Source document:
-------
According to David Gortler, a pharmacist and pharmacologist who served as a senior advisor to the FDA commissioner from 2019 to 2021 and an FDA medical reviewer between 2007 and 2011, the agency is “endangering public health” by keeping violations found at clinical trial sites a secret.

If the product is intended for the US market, the FDA monitors clinical trials of FDA-regulated medicines and devices both domestically and internationally. It makes routine site visits for trials, examines the records of those locations or the regional institutional review boards (IRBs), and handles complaints of noncompliance. The percentage of trial locations that the FDA inspects has no set goal.

The FDA told The BMJ that it only has 89 inspectors for its bioresearch monitoring program, which ensures the quality and integrity of data submitted to the agency in support of new product approvals and marketing applications, despite the estimated hundreds of thousands of clinical trial sites operating across the US and abroad. However, the FDA said that it is hiring more inspectors to reach its yearly average of 100.

Professor Jill Fisher from the University of North Carolina says: “I don’t think that it is a sufficient number of staff to do that kind of level of oversight.” 

She adds: “The FDA must have enough of a presence to dissuade investigative sites from committing fraud.”

The FDA suspended its site inspections between March and July 2020, when pandemic restrictions were at their strictest, and only “mission critical” inspections were conducted. However, according to Gortler, this was precisely the time when the FDA should have increased its control, not decreased it, given the rapid development of covid-19 products intended for millions of individuals.

The FDA told The BMJ that it takes the regulation of clinical trials seriously and that it has adjusted to travel restrictions by publishing draft regulatory assessment guidance for remote inspections, which describes remote records requests and virtual inspections using live streaming and video conferencing.

Demasi observes that the FDA has a lengthy history of inadequate oversight of clinical trial sites. For instance, the FDA was found to have audited less than 1% of the country’s clinical trial sites between 2000 and 2005, according to a 2007 report by the Department of Health and Human Services’ Office of the Inspector General. The report was also highly critical of the agency because it lacked a database of active clinical trial sites.
-------
Spatial localization data:
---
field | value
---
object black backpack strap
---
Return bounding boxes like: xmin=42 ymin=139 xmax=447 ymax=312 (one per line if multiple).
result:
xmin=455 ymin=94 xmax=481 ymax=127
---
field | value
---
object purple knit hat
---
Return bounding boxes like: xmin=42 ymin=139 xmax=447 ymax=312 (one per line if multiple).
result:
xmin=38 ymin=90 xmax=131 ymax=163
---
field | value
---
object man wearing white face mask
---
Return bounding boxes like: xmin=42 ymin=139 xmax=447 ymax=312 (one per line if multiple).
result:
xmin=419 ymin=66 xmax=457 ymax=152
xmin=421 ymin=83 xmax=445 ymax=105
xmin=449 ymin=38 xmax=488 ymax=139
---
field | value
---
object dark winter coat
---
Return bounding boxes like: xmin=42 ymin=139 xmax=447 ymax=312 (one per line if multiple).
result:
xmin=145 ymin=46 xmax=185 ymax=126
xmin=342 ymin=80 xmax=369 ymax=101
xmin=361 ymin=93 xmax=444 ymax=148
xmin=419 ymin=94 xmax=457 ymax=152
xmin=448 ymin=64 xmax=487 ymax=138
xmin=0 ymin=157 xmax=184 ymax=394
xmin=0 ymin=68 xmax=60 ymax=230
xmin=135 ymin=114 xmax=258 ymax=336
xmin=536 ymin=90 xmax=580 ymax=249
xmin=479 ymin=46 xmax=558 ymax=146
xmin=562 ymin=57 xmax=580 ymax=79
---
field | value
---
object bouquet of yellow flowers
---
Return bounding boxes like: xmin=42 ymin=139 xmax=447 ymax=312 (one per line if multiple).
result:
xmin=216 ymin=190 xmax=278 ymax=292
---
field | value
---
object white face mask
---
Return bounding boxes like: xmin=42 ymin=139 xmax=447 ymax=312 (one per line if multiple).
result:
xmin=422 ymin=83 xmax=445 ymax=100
-------
Exercise requirements:
a) Answer these questions using the article on FDA oversight of clinical trials:
(i) How many inspectors does the FDA say its bioresearch monitoring program has?
(ii) During which months of 2020 did the FDA suspend its site inspections?
(iii) What share of the country's clinical trial sites was the FDA found to have audited between 2000 and 2005?
b) List every person named in the article on FDA oversight of clinical trials.
c) Extend the article on FDA oversight of clinical trials beyond its final sentence.

Responses in order:
a)
(i) 89 inspectors.
(ii) From March to July 2020.
(iii) Less than 1%.

b)
David Gortler
Jill Fisher
Demasi

c)
The FDA responded by forming a task force and developing “new regulations and recommendations further to improve the conduct of clinical studies and increase the protection of people participating in clinical trials,” but it denied The BMJ an interview with a member of the task force.

Furthermore, a 2020 study published in the journal Science investigating the FDA’s enforcement of clinical research standards between 2008 and 2019 found that the agency was frequently light-handed, sluggish to act, and secretive. According to the report, the FDA rarely issued penalties, and when it did formally warn researchers about breaking the law, it frequently failed to guarantee that the concerns were resolved.

Although the FDA makes its inspection reports public, it does not actively share them. Additionally, it often does not inform the general public to research wrongdoing it discovers or tell journals when a site taking part in a published clinical trial receives a serious warning.

Demasi cites claims of the FDA’s understaffed and demoralized workforce. The FDA “needs to be better funded and staffed to conduct inspections. At a minimum, the agency needs to inspect sites when complaints or concerns have been filed,” says Fisher.

Gortler disagrees, nevertheless, that the FDA lacks adequate funding. He argues that the organization needs to be leaner and more effective, with staff members who are enthusiastic about enhancing public health, given its overall budget of $6.1 billion in 2021. 

“Half of its budget, about $3bn, is discretionary, which means it could have hired contractors, retirees, or repurpose existing workers. It chose not to. The FDA was just yawning its way through the pandemic. The entire agency is broken.”